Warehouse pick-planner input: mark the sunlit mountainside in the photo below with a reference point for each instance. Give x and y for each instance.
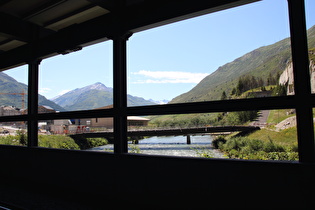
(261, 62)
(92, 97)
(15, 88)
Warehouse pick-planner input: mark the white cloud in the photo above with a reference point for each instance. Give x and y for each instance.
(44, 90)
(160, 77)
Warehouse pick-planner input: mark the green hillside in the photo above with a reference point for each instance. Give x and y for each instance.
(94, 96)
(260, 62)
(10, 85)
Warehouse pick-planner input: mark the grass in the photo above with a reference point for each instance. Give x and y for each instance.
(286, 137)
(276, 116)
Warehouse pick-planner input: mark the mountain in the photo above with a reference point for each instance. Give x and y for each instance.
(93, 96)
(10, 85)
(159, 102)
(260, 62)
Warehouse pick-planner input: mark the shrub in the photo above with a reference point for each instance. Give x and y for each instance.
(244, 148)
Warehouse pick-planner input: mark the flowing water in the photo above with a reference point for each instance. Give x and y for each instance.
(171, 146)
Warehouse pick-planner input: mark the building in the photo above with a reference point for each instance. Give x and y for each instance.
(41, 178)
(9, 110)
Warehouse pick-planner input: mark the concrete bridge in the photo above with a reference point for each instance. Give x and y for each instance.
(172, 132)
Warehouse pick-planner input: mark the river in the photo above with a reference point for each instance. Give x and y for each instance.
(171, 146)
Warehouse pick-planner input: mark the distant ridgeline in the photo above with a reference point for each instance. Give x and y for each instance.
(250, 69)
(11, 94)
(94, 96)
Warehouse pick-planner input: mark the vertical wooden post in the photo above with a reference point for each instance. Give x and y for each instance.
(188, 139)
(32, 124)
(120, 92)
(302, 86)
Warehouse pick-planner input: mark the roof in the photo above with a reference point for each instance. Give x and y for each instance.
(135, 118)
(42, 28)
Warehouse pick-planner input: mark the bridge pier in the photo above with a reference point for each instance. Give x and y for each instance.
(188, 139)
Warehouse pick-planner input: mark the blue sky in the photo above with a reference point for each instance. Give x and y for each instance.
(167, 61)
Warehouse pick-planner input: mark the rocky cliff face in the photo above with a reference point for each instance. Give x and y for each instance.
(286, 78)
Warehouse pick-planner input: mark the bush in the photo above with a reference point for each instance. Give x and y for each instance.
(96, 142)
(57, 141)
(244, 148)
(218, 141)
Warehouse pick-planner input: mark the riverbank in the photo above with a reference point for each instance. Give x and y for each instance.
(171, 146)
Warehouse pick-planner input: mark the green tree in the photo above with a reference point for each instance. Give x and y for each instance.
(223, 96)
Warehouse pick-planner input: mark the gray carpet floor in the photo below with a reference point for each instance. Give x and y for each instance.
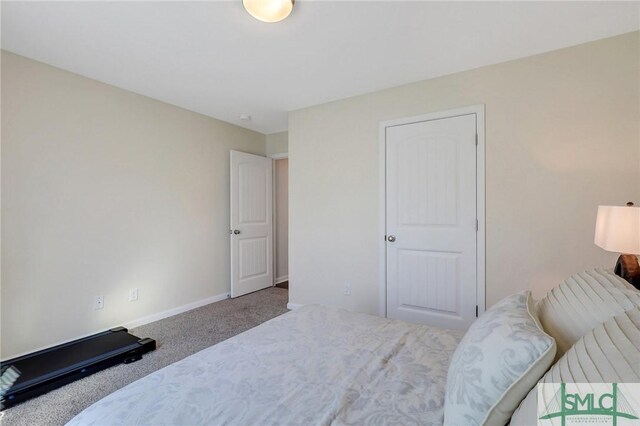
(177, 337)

==

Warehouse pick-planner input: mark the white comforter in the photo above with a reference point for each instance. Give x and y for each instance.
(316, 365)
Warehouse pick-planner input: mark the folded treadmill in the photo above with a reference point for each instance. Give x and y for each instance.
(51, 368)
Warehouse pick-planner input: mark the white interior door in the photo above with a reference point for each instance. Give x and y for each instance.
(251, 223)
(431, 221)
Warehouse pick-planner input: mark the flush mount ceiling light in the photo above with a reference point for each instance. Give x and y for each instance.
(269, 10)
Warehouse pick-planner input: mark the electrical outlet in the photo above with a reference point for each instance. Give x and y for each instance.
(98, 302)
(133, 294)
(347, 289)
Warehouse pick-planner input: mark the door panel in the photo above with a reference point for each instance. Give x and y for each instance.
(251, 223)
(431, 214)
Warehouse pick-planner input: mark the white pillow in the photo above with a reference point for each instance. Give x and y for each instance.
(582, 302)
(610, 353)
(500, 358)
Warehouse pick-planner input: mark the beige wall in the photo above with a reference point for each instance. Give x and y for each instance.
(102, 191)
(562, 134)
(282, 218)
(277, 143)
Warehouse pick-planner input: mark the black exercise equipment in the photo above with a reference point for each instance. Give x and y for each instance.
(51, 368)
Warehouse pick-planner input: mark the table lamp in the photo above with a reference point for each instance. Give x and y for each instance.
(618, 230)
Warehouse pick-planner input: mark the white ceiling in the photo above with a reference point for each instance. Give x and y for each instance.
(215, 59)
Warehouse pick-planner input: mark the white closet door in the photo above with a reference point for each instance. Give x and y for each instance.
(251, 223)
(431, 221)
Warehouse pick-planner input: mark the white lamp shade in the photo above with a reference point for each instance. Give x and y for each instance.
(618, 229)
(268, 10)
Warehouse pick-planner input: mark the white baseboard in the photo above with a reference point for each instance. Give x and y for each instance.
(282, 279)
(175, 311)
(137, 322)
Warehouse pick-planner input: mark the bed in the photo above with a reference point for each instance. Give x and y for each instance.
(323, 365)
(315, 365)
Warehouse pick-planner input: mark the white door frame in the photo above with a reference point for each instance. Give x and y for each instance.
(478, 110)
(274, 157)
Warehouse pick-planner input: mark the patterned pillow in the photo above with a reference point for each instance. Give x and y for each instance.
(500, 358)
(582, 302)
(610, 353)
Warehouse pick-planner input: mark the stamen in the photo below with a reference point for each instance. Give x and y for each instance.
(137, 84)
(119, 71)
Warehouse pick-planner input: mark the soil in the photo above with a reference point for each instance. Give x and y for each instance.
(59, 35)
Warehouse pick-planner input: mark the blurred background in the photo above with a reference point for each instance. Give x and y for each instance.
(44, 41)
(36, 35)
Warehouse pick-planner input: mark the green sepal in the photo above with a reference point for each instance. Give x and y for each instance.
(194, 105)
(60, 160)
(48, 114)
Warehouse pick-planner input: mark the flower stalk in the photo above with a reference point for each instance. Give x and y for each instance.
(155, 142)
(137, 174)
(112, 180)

→ WHAT YOU SHOULD DO
List every line in the data above that contains the word "door", with case counting.

→ PROBLEM SOLUTION
Warehouse pick-planner input: mark the white interior door in the photo above with a reference point for each instance. Give x and y for each instance.
Warehouse pick-planner input: mark the door panel in the photo above with a reference point for each instance. Give x and y for each instance.
Warehouse pick-planner input: mark the white closet door in the photo above with a reference point for each instance. Give x and y for each instance.
Warehouse pick-planner input: mark the white door frame in the photo above with a reference point for each instance. Give x and y for each instance.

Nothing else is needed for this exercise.